What you should do:
In the rows below, change each "Target" to "Object" and leave everything else as it is.
═══ Dataset
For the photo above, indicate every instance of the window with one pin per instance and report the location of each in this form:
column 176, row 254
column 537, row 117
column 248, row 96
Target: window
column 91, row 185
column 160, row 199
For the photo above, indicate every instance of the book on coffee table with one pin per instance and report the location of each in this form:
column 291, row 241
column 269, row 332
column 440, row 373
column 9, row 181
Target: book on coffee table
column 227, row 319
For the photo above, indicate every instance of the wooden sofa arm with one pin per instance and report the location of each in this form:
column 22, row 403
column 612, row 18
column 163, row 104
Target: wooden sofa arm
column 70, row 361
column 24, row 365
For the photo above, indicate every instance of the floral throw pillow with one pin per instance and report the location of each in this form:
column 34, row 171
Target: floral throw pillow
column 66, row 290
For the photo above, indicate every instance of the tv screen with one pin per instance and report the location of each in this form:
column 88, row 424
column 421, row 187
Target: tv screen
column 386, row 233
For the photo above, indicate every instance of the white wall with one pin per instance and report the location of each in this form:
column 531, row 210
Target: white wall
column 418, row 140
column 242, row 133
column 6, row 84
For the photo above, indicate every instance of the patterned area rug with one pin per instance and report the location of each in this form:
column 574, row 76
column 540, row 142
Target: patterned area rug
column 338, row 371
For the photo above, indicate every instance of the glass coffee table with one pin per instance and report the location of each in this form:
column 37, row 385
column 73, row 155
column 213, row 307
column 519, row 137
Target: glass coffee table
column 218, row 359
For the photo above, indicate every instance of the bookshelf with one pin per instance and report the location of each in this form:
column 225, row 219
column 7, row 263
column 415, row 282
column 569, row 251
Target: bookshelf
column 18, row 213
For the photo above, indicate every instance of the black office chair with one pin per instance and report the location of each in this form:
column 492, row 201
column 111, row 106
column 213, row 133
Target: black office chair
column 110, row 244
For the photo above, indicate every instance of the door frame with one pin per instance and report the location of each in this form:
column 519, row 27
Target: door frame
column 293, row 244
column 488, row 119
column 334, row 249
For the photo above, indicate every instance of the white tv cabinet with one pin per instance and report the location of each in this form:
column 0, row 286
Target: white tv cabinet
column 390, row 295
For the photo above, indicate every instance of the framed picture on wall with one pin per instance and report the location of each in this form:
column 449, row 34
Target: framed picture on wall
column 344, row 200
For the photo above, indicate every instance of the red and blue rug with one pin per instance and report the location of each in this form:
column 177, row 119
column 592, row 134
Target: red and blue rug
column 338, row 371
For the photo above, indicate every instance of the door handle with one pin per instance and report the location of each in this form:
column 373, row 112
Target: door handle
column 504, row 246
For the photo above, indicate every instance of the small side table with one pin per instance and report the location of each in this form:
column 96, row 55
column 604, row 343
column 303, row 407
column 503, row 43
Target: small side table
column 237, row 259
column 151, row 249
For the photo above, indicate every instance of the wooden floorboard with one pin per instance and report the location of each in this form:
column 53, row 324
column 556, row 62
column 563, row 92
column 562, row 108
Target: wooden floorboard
══════
Exercise response:
For the photo above, indicate every instance of the window with one pin per instance and report the location of each in this form:
column 176, row 254
column 537, row 117
column 248, row 96
Object: window
column 91, row 185
column 160, row 199
For the photo above, indicate every instance of the book on coffee table with one pin per instance and report the location of each in this form:
column 291, row 241
column 269, row 332
column 440, row 373
column 9, row 181
Object: book on coffee table
column 227, row 319
For the photo above, indicate every instance of the wooden sofa arm with one pin per instance and report the location of each in this form:
column 22, row 403
column 612, row 18
column 163, row 104
Object: wooden sofa arm
column 70, row 361
column 24, row 365
For the photo above, indicate every instance of the floral throw pillow with one pin per instance and report the location of each in this form:
column 34, row 171
Object: floral throw pillow
column 66, row 290
For the photo above, indicate every instance of the tv screen with one pin per instance and report the location of each in this form:
column 88, row 424
column 421, row 187
Object: tv screen
column 386, row 233
For the photo above, indicate every instance of the white wall with one pin per instance and report the location of each in this form:
column 531, row 210
Object: white wall
column 418, row 140
column 242, row 133
column 6, row 84
For the photo above, indicate every instance of the patterned area rug with one pin per instance and report the location of each in this form:
column 574, row 76
column 540, row 142
Object: patterned area rug
column 338, row 371
For the photo above, indicate every instance of the glass coffee table with one pin per instance and report the location of each in this form:
column 37, row 385
column 73, row 155
column 213, row 307
column 519, row 137
Object: glass coffee table
column 218, row 359
For the photo above, indicate every instance of the bookshelf with one pin per instance and report the location of each in this form:
column 225, row 219
column 7, row 263
column 415, row 282
column 569, row 251
Object: bookshelf
column 18, row 213
For the photo above, indicate every instance of the black office chair with one pin per instance and report the location of each in this form:
column 492, row 201
column 111, row 106
column 213, row 133
Object: black office chair
column 110, row 244
For the photo above, indicate every instance of the door frame with one pin per instance and report the location of each in this form:
column 519, row 27
Object: door frame
column 293, row 244
column 488, row 119
column 334, row 249
For the photo above, indicate every instance of the white tv cabinet with one pin per instance and report the location of each in this form:
column 0, row 286
Object: white tv cabinet
column 390, row 295
For the photo above, indicate every instance of the framed picture on wall with one pin per instance and report the location of each in this form:
column 449, row 34
Object: framed picture on wall
column 344, row 200
For the photo above, indicate every instance of the red and blue rug with one pin per instance and report the location of each in this form:
column 177, row 119
column 592, row 134
Object: red and blue rug
column 338, row 371
For the photo above, indicate every instance of the door handle with one pin per instance and report the location of each in this form:
column 373, row 112
Object: door handle
column 504, row 246
For the photo above, indicate every instance of the small side table with one pin per instance and report the location of each in this form:
column 96, row 55
column 604, row 343
column 303, row 407
column 503, row 43
Object: small side table
column 237, row 259
column 151, row 249
For the photo above, indicate every instance of the wooden floorboard with one pin per instance and report the location of each in this form:
column 53, row 324
column 556, row 62
column 563, row 92
column 562, row 108
Object: wooden floorboard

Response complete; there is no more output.